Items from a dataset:

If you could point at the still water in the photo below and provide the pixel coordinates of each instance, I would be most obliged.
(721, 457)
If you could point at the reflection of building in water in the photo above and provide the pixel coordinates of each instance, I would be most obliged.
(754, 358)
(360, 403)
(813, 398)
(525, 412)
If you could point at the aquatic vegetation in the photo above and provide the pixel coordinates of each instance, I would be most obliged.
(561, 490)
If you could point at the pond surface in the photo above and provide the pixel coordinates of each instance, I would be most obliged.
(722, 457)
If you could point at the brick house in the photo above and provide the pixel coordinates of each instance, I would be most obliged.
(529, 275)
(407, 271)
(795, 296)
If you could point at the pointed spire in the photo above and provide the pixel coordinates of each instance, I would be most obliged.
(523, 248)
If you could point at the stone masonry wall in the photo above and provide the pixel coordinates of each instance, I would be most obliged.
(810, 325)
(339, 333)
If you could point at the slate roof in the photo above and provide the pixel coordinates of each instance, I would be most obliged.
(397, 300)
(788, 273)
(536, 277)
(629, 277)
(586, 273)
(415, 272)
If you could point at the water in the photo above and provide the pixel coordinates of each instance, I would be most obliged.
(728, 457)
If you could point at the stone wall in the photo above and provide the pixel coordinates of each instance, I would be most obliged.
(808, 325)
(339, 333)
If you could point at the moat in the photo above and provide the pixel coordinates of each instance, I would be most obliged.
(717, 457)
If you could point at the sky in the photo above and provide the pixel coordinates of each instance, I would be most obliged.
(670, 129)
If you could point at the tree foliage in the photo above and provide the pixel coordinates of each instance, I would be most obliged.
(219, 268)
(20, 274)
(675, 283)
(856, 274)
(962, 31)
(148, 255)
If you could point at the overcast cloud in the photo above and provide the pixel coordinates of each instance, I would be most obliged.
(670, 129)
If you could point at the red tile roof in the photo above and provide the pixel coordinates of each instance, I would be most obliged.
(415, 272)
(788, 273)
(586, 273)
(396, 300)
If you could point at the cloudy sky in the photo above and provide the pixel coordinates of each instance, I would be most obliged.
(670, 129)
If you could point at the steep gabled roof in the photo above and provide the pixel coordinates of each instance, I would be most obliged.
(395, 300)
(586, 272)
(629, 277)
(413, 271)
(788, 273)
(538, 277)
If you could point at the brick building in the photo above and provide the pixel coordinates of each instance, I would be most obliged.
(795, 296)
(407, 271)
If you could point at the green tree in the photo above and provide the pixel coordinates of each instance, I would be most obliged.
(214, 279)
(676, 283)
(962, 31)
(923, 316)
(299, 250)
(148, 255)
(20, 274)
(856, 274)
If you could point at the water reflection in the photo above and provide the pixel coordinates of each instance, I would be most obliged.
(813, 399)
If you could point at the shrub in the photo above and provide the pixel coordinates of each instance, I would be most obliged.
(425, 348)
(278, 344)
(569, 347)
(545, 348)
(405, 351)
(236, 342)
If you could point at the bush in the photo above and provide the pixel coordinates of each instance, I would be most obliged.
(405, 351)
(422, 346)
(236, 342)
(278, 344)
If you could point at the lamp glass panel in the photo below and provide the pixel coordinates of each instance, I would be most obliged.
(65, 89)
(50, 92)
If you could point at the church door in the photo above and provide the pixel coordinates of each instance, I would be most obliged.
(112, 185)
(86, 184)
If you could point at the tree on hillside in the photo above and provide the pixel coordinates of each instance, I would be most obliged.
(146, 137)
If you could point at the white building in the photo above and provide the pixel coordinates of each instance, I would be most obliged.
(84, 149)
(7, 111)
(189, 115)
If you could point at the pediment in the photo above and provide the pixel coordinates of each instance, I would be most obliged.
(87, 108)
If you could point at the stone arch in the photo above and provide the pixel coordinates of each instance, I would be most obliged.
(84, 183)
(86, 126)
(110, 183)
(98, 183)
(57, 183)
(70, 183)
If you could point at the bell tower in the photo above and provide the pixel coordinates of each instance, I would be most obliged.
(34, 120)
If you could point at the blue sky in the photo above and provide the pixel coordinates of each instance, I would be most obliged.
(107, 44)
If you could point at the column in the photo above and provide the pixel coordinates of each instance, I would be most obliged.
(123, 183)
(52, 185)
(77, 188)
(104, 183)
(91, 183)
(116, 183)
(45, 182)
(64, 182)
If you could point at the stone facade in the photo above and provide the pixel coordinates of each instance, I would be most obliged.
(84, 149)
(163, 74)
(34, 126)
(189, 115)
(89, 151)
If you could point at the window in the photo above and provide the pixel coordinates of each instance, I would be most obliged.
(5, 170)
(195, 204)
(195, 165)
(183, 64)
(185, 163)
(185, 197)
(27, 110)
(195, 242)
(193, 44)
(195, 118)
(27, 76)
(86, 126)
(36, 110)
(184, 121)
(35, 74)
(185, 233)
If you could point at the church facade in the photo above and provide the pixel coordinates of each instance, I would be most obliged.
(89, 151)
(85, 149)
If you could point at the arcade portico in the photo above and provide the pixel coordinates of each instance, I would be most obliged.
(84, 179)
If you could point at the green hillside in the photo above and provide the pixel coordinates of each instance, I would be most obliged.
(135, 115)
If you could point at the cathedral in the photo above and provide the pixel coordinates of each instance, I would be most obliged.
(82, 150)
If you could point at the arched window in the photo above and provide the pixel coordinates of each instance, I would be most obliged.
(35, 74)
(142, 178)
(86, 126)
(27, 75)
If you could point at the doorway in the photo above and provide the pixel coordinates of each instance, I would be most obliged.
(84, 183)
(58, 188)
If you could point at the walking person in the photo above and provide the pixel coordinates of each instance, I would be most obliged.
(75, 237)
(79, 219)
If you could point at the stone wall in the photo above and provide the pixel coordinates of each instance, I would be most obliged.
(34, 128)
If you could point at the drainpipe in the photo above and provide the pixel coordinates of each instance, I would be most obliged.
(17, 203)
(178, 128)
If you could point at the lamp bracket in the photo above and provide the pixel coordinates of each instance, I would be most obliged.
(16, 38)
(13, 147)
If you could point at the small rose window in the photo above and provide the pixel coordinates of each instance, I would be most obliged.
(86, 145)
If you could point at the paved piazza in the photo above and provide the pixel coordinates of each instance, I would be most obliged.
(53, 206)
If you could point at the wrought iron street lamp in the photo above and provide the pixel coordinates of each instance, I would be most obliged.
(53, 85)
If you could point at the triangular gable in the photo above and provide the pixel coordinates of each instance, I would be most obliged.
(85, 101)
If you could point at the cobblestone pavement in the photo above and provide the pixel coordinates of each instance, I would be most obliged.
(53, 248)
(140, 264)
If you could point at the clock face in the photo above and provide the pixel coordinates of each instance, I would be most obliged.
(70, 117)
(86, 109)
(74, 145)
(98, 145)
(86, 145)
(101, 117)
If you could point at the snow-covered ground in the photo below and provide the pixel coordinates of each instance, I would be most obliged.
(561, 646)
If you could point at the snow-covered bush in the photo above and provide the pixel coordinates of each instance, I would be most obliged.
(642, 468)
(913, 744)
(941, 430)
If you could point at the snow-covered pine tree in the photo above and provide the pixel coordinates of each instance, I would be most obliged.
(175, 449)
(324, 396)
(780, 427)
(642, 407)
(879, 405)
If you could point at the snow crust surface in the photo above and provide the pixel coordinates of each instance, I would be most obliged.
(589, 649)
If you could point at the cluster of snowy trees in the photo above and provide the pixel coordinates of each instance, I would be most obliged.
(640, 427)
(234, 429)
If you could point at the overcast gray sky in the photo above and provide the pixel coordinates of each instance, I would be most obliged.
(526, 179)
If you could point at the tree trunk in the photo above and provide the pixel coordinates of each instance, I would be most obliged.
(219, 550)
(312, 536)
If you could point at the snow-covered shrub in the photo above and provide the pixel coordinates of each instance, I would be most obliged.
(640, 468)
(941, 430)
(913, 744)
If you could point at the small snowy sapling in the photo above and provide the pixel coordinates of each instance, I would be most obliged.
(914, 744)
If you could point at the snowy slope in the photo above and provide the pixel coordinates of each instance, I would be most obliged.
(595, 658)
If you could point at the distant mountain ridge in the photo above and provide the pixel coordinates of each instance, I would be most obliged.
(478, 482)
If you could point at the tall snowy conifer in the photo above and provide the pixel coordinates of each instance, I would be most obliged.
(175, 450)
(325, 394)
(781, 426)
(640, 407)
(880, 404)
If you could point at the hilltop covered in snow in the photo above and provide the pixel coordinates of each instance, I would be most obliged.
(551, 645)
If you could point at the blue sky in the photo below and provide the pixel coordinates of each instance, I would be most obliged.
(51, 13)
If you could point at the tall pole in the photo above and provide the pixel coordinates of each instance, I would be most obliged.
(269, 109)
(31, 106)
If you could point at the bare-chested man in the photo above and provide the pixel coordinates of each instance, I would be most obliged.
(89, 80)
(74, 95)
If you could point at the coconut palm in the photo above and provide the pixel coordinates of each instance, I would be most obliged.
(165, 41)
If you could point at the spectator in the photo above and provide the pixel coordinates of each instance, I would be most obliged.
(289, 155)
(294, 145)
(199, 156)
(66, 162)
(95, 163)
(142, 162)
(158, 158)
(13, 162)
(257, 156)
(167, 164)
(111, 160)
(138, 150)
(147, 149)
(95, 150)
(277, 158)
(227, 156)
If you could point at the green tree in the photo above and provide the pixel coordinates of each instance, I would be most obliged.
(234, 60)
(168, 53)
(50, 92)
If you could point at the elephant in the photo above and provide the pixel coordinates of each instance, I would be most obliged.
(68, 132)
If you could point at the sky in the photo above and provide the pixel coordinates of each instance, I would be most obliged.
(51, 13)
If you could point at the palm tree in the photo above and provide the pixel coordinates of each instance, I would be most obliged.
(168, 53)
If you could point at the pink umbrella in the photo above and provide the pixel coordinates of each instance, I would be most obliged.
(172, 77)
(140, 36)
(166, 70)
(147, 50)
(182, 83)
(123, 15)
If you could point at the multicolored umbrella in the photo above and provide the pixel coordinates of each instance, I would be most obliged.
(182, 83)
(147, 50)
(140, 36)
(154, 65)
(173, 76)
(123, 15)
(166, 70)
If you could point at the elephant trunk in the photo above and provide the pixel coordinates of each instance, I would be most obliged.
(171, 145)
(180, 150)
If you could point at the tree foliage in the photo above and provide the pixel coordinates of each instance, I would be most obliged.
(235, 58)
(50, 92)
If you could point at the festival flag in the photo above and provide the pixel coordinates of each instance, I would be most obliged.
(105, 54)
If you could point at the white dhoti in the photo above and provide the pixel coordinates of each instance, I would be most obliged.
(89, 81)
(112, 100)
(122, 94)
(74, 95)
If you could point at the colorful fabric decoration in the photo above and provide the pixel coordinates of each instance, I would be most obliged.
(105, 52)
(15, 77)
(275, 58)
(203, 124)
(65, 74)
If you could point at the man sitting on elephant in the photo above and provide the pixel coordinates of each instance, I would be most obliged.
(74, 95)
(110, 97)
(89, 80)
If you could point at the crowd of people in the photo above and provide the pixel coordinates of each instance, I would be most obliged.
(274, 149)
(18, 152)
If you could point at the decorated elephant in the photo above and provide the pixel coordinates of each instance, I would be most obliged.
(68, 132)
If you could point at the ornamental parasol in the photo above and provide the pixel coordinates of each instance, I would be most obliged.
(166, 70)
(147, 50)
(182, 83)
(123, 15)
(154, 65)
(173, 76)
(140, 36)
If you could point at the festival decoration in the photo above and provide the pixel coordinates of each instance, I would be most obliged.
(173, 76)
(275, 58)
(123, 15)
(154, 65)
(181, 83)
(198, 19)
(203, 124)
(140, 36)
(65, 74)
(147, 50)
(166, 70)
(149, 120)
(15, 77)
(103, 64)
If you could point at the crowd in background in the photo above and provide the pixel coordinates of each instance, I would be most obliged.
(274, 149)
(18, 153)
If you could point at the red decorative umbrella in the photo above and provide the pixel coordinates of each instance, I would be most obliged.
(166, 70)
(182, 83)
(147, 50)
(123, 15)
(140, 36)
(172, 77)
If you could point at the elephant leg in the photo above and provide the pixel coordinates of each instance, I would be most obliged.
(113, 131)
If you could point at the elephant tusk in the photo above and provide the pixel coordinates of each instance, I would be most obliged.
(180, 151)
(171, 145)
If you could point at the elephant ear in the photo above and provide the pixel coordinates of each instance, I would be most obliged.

# [Work task]
Print exactly the lines of the records from the one containing "If you could point at the elephant tusk" through the end, and nothing besides them.

# [Exercise answer]
If you could point at the elephant tusk in the photo above and provide the pixel coordinates of each instance, I would be most obliged.
(180, 151)
(171, 145)
If you could point at the elephant ear in the photo above and provide the pixel coordinates of each instance, I would be most obliged.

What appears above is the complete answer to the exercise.